------ Document segment ------
The Rat Blog

Automated tests

So I used bun's built in testing tools and tried to use nock. I wanted to try to use mock to intercept the api call, cause the thing I did originally was try to make a fake openAI thing, like there's a bun module called mock which can fake/mock a module so I tried to mock the openAI module but It wasn't working and I also tried to make a class that inherits from the openAI class which almost worked but as I tried to do it it was like expecting more so I just assumed a different method would've been easier, which was making typescript ignore typing which is not great, so I tried to use nock so I can just use the actual openAI class and intercept it but it kept not intercepting it for some reason and got an error that the apikey wasn't correct.

I already change how it works a bit before in the rebasing but I also had to change the client so that it didn't automatically use the openAI class (since my plan was to try to override that class)

I ended up mocking it by having a different class that has the same dot operation things.
------ Given information ------
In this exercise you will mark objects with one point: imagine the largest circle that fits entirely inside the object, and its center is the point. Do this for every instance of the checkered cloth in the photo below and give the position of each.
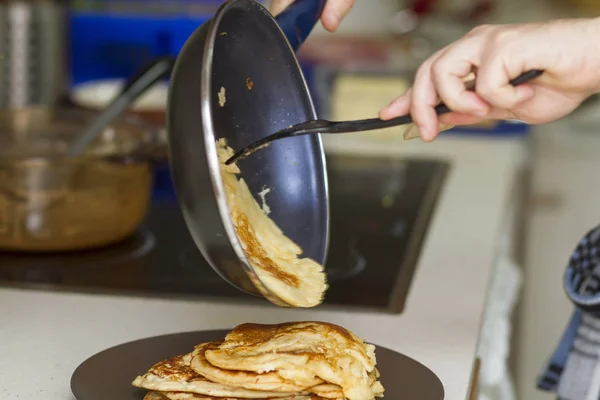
(573, 371)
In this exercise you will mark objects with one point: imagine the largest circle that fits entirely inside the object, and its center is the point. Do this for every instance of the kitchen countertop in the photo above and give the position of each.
(45, 335)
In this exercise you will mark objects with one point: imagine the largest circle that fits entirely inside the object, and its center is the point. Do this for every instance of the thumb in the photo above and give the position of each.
(277, 6)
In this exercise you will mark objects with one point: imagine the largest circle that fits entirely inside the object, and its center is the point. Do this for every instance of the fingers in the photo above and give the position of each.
(493, 82)
(399, 106)
(334, 12)
(278, 6)
(460, 119)
(423, 100)
(449, 72)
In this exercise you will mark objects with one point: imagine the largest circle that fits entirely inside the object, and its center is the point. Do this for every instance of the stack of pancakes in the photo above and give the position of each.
(275, 258)
(293, 361)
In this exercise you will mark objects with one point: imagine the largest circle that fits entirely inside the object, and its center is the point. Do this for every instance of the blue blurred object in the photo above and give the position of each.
(299, 19)
(107, 44)
(501, 129)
------
**Apply what you read:**
(a) List every tool, library, or language named in the blog post on automated tests.
(b) Continue the blog post on automated tests, picking up right after its final sentence.
This material has no connection to the blog post on automated tests.

**Answers per task:**
(a)
- bun (including its built-in testing tools)
- mock (a bun module)
- nock
- the openAI module/class
- TypeScript

(b)
I didn't really have an aha moment, it was more of just a realization why people make the tests before they start coding cause I started dreading making the tests cause it would bring up issues in the original code that might not've come up if we started making the tests first.

I didn't really uncover any interesting bugs or edge cases, just that the code is somewhat frustrating to navigate. Like I built it in a way specifically for the commandline/yargs and not like a class or a standalone thing.

I think I should probably do tests first in the future, and also get a bigger picture on what the project should do since I think that'd give a better overview on what how things should've been designed.